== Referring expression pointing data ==

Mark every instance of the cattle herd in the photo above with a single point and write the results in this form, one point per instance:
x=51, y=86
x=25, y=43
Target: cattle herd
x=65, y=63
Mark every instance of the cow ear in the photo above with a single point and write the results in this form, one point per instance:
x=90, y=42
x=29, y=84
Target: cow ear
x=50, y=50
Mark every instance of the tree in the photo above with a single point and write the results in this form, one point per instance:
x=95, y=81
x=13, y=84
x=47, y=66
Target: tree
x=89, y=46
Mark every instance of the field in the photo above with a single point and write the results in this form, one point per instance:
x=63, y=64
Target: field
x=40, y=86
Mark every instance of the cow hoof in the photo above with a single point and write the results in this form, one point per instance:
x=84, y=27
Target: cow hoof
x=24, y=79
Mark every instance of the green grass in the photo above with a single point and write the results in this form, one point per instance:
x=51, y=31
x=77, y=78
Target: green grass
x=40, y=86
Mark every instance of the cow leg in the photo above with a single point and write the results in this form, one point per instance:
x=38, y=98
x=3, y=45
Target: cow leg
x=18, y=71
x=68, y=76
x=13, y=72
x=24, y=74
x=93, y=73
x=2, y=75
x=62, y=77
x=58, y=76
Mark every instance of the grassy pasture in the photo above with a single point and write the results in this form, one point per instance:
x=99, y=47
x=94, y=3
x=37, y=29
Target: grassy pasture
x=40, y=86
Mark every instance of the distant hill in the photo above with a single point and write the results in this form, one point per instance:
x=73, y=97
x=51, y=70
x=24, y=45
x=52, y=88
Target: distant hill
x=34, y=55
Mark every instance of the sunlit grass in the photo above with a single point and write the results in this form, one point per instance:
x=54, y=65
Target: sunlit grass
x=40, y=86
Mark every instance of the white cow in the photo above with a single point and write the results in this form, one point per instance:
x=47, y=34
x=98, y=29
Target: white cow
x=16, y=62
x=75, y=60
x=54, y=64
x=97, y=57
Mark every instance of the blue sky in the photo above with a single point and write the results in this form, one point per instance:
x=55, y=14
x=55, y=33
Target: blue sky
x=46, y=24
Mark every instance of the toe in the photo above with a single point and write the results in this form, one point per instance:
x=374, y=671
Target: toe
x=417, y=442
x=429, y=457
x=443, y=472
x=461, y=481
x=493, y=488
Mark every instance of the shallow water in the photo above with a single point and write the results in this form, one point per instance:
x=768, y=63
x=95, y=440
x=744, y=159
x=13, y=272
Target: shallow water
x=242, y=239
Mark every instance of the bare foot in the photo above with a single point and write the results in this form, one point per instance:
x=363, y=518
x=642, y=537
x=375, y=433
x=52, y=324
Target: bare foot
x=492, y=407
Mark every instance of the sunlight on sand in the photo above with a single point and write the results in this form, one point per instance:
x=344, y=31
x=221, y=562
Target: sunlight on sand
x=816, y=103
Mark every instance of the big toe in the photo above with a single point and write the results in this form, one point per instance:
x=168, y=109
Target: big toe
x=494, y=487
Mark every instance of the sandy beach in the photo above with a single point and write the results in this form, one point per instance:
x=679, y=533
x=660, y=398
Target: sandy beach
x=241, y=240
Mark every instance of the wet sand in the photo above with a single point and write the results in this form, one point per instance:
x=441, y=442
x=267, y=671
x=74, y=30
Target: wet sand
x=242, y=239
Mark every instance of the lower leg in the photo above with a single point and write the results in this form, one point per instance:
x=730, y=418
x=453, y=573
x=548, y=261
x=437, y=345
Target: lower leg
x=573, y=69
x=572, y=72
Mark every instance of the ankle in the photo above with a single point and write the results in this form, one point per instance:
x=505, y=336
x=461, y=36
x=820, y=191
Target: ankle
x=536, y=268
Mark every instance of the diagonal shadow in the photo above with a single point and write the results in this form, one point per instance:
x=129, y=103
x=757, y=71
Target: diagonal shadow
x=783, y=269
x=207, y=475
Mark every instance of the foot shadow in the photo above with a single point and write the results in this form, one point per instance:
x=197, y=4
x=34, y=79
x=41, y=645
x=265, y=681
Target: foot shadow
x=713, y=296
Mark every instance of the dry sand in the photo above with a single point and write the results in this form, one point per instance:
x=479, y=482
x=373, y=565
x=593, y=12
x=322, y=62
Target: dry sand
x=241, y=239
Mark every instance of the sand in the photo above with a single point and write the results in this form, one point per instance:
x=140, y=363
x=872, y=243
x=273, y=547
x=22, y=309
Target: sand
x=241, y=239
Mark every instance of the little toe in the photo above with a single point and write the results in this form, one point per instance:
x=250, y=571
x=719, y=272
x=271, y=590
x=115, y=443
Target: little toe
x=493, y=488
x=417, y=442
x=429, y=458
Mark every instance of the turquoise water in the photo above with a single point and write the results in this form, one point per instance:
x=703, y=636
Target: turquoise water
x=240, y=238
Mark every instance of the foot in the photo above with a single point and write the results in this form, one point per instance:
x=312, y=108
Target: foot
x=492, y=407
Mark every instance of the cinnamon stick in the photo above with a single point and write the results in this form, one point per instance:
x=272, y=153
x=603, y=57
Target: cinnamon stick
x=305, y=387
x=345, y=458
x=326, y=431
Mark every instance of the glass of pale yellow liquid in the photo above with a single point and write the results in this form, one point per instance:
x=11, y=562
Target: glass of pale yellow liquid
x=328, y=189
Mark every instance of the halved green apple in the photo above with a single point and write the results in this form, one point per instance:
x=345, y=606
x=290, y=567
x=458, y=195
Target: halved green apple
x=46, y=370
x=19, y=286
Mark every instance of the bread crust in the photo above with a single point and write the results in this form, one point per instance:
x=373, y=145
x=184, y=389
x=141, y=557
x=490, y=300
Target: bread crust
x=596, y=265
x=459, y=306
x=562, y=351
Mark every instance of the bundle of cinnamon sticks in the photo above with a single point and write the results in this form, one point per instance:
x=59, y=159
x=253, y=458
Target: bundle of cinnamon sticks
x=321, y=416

== What you will do ==
Please return all of the records exactly as they appear.

== Output ==
Mark every instance of the cattle herd in the photo above with a single point and write the results in this form, one point per instance:
x=51, y=86
x=25, y=43
Target: cattle herd
x=65, y=63
Mark every instance of the cow ear in the photo above with a single point and write the results in this form, one point per instance:
x=90, y=42
x=29, y=84
Target: cow ear
x=50, y=50
Mark every instance of the tree in the photo above with a single point and write the results in this form, one point per instance:
x=95, y=81
x=13, y=84
x=47, y=66
Target: tree
x=89, y=46
Mark every instance of the field in the photo above with a single point and write the results in this form, one point per instance:
x=63, y=64
Target: field
x=40, y=86
Mark every instance of the cow hoof in the photo above with a single point and write the results in this form, one point per instance:
x=84, y=27
Target: cow hoof
x=24, y=79
Mark every instance of the green grass in the photo above with a single point and write the results in this form, one point per instance:
x=51, y=31
x=77, y=78
Target: green grass
x=40, y=86
Mark every instance of the cow leg in the photo above with a single point and write the results in this form, one point per instance:
x=38, y=98
x=3, y=45
Target: cow leg
x=18, y=71
x=68, y=76
x=13, y=72
x=24, y=74
x=93, y=73
x=2, y=75
x=62, y=77
x=58, y=76
Mark every instance of the grassy pasture in the photo above with a single point and write the results in this form, one point per instance:
x=99, y=47
x=94, y=3
x=37, y=29
Target: grassy pasture
x=40, y=86
Mark every instance of the distant hill in the photo above with a single point and write the results in this form, one point per instance:
x=73, y=97
x=51, y=70
x=24, y=45
x=52, y=88
Target: distant hill
x=34, y=55
Mark every instance of the sunlit grass in the photo above with a single point and write the results in this form, one point per instance:
x=54, y=65
Target: sunlit grass
x=40, y=86
Mark every instance of the white cow in the photo above with a single point and write the results in this form, one point per instance:
x=47, y=34
x=98, y=29
Target: white cow
x=16, y=62
x=75, y=60
x=54, y=64
x=97, y=57
Mark every instance of the blue sky in the photo above with a single point and write the results in this form, one point per instance:
x=55, y=14
x=55, y=33
Target: blue sky
x=46, y=24
Mark every instance of the toe in the photo above with a single point and write the results in this form, one point per instance:
x=374, y=671
Target: toe
x=417, y=442
x=429, y=457
x=443, y=472
x=461, y=481
x=493, y=488
Mark every instance of the shallow water in the photo above with a single point and write the results in this form, one point per instance:
x=768, y=63
x=95, y=440
x=744, y=159
x=13, y=272
Target: shallow water
x=242, y=239
Mark every instance of the bare foot in the photo above with a single point and write the results in this form, one point per instance:
x=363, y=518
x=642, y=537
x=375, y=433
x=52, y=324
Target: bare foot
x=492, y=407
Mark every instance of the sunlight on sand in the photo above with a single point and write the results in this form, one point per instance:
x=344, y=31
x=221, y=562
Target: sunlight on sand
x=816, y=103
Mark every instance of the big toe in the photo above with a single point and write the results in this form, one point per instance:
x=168, y=109
Target: big toe
x=494, y=487
Mark every instance of the sandy beach in the photo above with a single point and write the results in this form, one point per instance:
x=679, y=533
x=660, y=398
Target: sandy beach
x=241, y=240
Mark every instance of the wet sand in the photo above with a single point and write the results in this form, one point per instance:
x=441, y=442
x=267, y=671
x=74, y=30
Target: wet sand
x=242, y=239
Mark every instance of the lower leg in the photo above with a single point and write the results in this form, one point per instance:
x=730, y=418
x=453, y=573
x=548, y=261
x=437, y=345
Target: lower leg
x=573, y=69
x=572, y=72
Mark every instance of the ankle in the photo above with a single point and write the results in this form, one point per instance:
x=505, y=336
x=461, y=36
x=820, y=191
Target: ankle
x=536, y=268
Mark every instance of the diagonal shadow in the photo above with a single point and write the results in this form, one point per instance:
x=129, y=103
x=757, y=71
Target: diagonal shadow
x=783, y=269
x=207, y=475
Mark every instance of the foot shadow in the photo above with a single point and write the results in this form, one point per instance:
x=197, y=4
x=34, y=79
x=41, y=645
x=265, y=681
Target: foot shadow
x=713, y=296
Mark every instance of the dry sand in the photo above with a single point and write the results in this form, one point per instance:
x=479, y=482
x=373, y=565
x=593, y=12
x=322, y=62
Target: dry sand
x=241, y=239
Mark every instance of the sand in the photo above with a single point and write the results in this form, one point per instance:
x=140, y=363
x=872, y=243
x=273, y=547
x=22, y=309
Target: sand
x=241, y=239
Mark every instance of the little toe in the photo above with a single point and write the results in this form, one point per instance:
x=250, y=571
x=719, y=272
x=271, y=590
x=115, y=443
Target: little toe
x=493, y=488
x=417, y=442
x=429, y=458
Mark every instance of the turquoise water in the photo above with a single point and write the results in this form, one point per instance:
x=703, y=636
Target: turquoise water
x=240, y=238
Mark every instance of the foot in the photo above with a single point and write the results in this form, one point per instance:
x=312, y=108
Target: foot
x=492, y=407
Mark every instance of the cinnamon stick in the photo above with a single point and write the results in this form, one point per instance:
x=272, y=153
x=603, y=57
Target: cinnamon stick
x=305, y=387
x=345, y=458
x=326, y=431
Mark every instance of the glass of pale yellow liquid in the photo above with a single point and write the results in this form, one point per instance:
x=11, y=562
Target: glass of pale yellow liquid
x=328, y=189
Mark every instance of the halved green apple in the photo above with a single point and write the results in this form, one point per instance:
x=345, y=606
x=290, y=567
x=458, y=195
Target: halved green apple
x=46, y=370
x=19, y=286
Mark every instance of the bread crust in the photo above with a single point and write the results in this form, one point per instance:
x=373, y=145
x=184, y=389
x=141, y=557
x=490, y=300
Target: bread crust
x=596, y=265
x=459, y=306
x=562, y=351
Mark every instance of the bundle of cinnamon sticks in the photo above with a single point and write the results in this form, one point per instance:
x=59, y=159
x=253, y=458
Target: bundle of cinnamon sticks
x=321, y=416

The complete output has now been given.